▶ [Text shown]:
---

From: Jason Gunthorpe <jgg@nvidia.com>
To: Edwin Peer <edwin.peer@broadcom.com>
Cc: Parav Pandit <parav@nvidia.com>,
Saeed Mahameed <saeed@kernel.org>,
"David S. Miller" <davem@davemloft.net>,
Jakub Kicinski <kuba@kernel.org>, netdev <netdev@vger.kernel.org>,
"linux-rdma@vger.kernel.org" <linux-rdma@vger.kernel.org>,
Alexander Duyck <alexander.duyck@gmail.com>,
Sridhar Samudrala <sridhar.samudrala@intel.com>,
David Ahern <dsahern@kernel.org>,
Kiran Patil <kiran.patil@intel.com>,
Jacob Keller <jacob.e.keller@intel.com>,
"Ertman, David M" <david.m.ertman@intel.com>,
Dan Williams <dan.j.williams@intel.com>,
Saeed Mahameed <saeedm@nvidia.com>
Subject: Re: [pull request][net-next V10 00/14] Add mlx5 subfunction support
Date: Mon, 25 Jan 2021 19:13:55 -0400 [thread overview]
Message-ID: <20210125231355.GC4147@nvidia.com> (raw)

---

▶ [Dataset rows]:

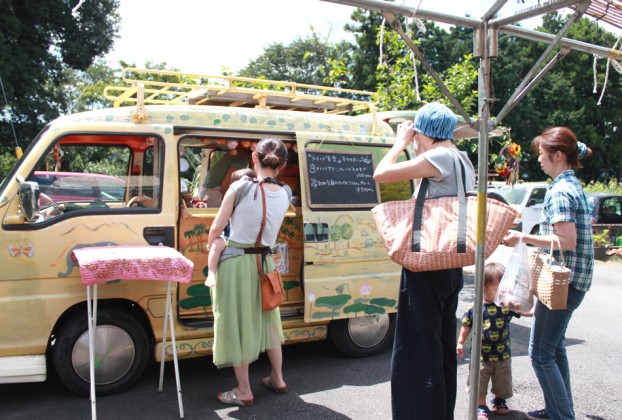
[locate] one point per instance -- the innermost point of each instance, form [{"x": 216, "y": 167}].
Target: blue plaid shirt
[{"x": 566, "y": 202}]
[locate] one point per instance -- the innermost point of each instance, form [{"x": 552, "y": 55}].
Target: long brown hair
[
  {"x": 561, "y": 139},
  {"x": 272, "y": 152}
]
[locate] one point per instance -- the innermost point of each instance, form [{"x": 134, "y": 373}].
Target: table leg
[
  {"x": 92, "y": 323},
  {"x": 168, "y": 317}
]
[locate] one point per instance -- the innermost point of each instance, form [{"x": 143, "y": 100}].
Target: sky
[{"x": 202, "y": 36}]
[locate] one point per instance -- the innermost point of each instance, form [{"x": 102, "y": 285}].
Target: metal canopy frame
[{"x": 485, "y": 32}]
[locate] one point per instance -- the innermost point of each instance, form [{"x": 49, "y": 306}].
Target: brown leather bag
[{"x": 272, "y": 291}]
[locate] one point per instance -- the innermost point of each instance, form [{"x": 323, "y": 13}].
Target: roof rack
[{"x": 200, "y": 89}]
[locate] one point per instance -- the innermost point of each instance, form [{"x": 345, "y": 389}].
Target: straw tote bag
[
  {"x": 428, "y": 234},
  {"x": 549, "y": 278}
]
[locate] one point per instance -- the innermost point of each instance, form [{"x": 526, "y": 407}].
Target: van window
[
  {"x": 112, "y": 173},
  {"x": 537, "y": 196}
]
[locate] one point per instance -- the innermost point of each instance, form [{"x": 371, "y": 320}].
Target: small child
[
  {"x": 220, "y": 243},
  {"x": 496, "y": 364}
]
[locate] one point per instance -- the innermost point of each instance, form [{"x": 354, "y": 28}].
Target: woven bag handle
[
  {"x": 462, "y": 209},
  {"x": 561, "y": 252}
]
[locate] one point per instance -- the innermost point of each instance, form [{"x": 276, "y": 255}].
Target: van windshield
[{"x": 513, "y": 195}]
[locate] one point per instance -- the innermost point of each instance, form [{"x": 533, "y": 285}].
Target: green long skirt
[{"x": 242, "y": 330}]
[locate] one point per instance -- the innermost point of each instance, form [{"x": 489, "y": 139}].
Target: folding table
[{"x": 101, "y": 264}]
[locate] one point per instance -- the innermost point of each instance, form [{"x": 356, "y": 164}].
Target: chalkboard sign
[{"x": 340, "y": 179}]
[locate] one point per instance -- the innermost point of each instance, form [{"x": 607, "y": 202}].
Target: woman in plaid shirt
[{"x": 564, "y": 218}]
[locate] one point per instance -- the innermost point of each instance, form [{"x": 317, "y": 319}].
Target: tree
[
  {"x": 305, "y": 60},
  {"x": 41, "y": 41}
]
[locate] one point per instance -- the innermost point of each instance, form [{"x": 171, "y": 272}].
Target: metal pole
[
  {"x": 521, "y": 90},
  {"x": 484, "y": 104}
]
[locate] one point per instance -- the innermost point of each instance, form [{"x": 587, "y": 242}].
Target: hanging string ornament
[
  {"x": 617, "y": 67},
  {"x": 507, "y": 162}
]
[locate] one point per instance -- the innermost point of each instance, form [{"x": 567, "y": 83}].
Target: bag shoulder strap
[
  {"x": 263, "y": 223},
  {"x": 462, "y": 208},
  {"x": 246, "y": 187}
]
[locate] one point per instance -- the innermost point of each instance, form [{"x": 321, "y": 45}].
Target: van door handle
[{"x": 156, "y": 235}]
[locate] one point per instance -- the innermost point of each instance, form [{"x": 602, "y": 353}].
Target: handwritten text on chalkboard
[{"x": 341, "y": 179}]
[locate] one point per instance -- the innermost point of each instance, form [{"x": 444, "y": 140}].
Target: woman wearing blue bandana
[
  {"x": 424, "y": 365},
  {"x": 564, "y": 221}
]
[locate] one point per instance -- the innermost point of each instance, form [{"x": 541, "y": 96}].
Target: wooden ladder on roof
[{"x": 163, "y": 87}]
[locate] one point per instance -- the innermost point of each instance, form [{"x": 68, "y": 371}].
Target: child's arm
[{"x": 464, "y": 333}]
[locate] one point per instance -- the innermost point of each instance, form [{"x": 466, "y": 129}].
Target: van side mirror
[{"x": 29, "y": 198}]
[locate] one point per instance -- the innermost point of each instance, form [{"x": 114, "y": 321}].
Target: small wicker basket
[{"x": 549, "y": 278}]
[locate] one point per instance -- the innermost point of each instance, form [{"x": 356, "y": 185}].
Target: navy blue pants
[{"x": 424, "y": 365}]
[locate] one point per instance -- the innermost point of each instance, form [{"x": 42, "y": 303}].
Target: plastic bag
[{"x": 514, "y": 292}]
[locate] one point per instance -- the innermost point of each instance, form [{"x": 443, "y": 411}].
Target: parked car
[
  {"x": 605, "y": 208},
  {"x": 606, "y": 213},
  {"x": 528, "y": 199}
]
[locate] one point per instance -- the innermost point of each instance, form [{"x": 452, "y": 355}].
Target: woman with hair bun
[
  {"x": 564, "y": 222},
  {"x": 242, "y": 330}
]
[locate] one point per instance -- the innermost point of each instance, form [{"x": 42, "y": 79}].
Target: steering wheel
[
  {"x": 134, "y": 200},
  {"x": 52, "y": 202}
]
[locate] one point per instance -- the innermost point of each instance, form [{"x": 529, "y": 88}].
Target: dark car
[{"x": 605, "y": 208}]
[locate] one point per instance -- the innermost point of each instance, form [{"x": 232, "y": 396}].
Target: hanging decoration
[
  {"x": 617, "y": 67},
  {"x": 507, "y": 162}
]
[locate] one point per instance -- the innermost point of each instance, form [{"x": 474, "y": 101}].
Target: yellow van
[
  {"x": 131, "y": 175},
  {"x": 83, "y": 182}
]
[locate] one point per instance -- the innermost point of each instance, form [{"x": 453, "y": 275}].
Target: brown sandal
[
  {"x": 267, "y": 381},
  {"x": 231, "y": 398}
]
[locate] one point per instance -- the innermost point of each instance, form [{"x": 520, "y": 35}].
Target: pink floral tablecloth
[{"x": 100, "y": 264}]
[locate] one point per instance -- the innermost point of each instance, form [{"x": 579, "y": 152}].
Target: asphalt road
[{"x": 325, "y": 385}]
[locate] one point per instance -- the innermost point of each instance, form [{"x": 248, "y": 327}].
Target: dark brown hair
[
  {"x": 272, "y": 153},
  {"x": 492, "y": 271},
  {"x": 560, "y": 139},
  {"x": 240, "y": 173}
]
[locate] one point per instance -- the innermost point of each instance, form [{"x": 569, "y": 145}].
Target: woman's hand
[
  {"x": 511, "y": 238},
  {"x": 405, "y": 134}
]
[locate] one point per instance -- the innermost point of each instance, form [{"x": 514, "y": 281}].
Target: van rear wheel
[
  {"x": 362, "y": 336},
  {"x": 122, "y": 350}
]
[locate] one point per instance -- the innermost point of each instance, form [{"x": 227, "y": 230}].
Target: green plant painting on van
[{"x": 360, "y": 306}]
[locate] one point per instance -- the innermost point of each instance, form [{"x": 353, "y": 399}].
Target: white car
[{"x": 528, "y": 199}]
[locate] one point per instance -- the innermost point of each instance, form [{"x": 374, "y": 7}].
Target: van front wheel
[
  {"x": 362, "y": 336},
  {"x": 122, "y": 350}
]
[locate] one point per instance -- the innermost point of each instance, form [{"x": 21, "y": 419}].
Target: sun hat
[{"x": 436, "y": 120}]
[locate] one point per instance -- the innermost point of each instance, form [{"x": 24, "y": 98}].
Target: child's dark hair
[
  {"x": 492, "y": 271},
  {"x": 241, "y": 173},
  {"x": 272, "y": 153}
]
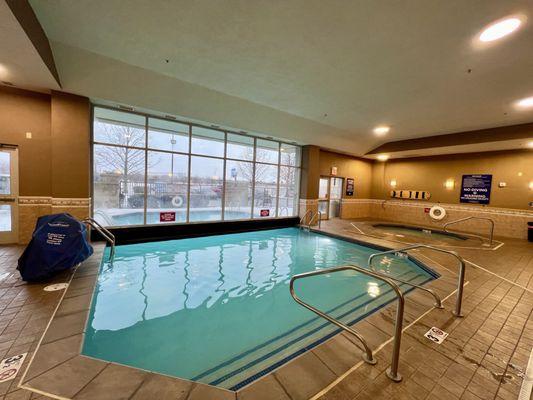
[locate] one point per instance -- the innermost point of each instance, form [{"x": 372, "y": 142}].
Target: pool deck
[{"x": 484, "y": 357}]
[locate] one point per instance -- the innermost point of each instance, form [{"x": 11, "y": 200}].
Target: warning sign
[
  {"x": 436, "y": 335},
  {"x": 9, "y": 367}
]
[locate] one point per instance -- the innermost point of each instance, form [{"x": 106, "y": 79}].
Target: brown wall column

---

▶ [Jobs]:
1. List every email address in the mlx5 subfunction email that ends in @intel.com.
2. Resume the mlx5 subfunction email from the point where it stops.

▶ [Answers to the exercises]:
1.
sridhar.samudrala@intel.com
kiran.patil@intel.com
jacob.e.keller@intel.com
david.m.ertman@intel.com
dan.j.williams@intel.com

2.
In-Reply-To: <CAKOOJTwWUCe+6qkderKY7ojfHWDxkMQyQTR6uYRFNiZJ8zzYbw@mail.gmail.com>
On Mon, Jan 25, 2021 at 01:23:04PM -0800, Edwin Peer wrote:
> On Mon, Jan 25, 2021 at 12:41 PM Jason Gunthorpe <jgg@nvidia.com> wrote:
>
> > > That's an implementation decision. Nothing mandates that the state has
> > > to physically exist in the same structure, only that reads and writes
> > > are appropriately responded to.
> >
> > Yes, PCI does mandate this, you can't store the data on the other side
> > of the PCI link, and if you can't cross the PCI link that only leaves
> > on die/package memory resources.
>
> Going off device was not what I was suggesting at all. I meant the
> data doesn't necessarily need to be stored in the same physical
> layout.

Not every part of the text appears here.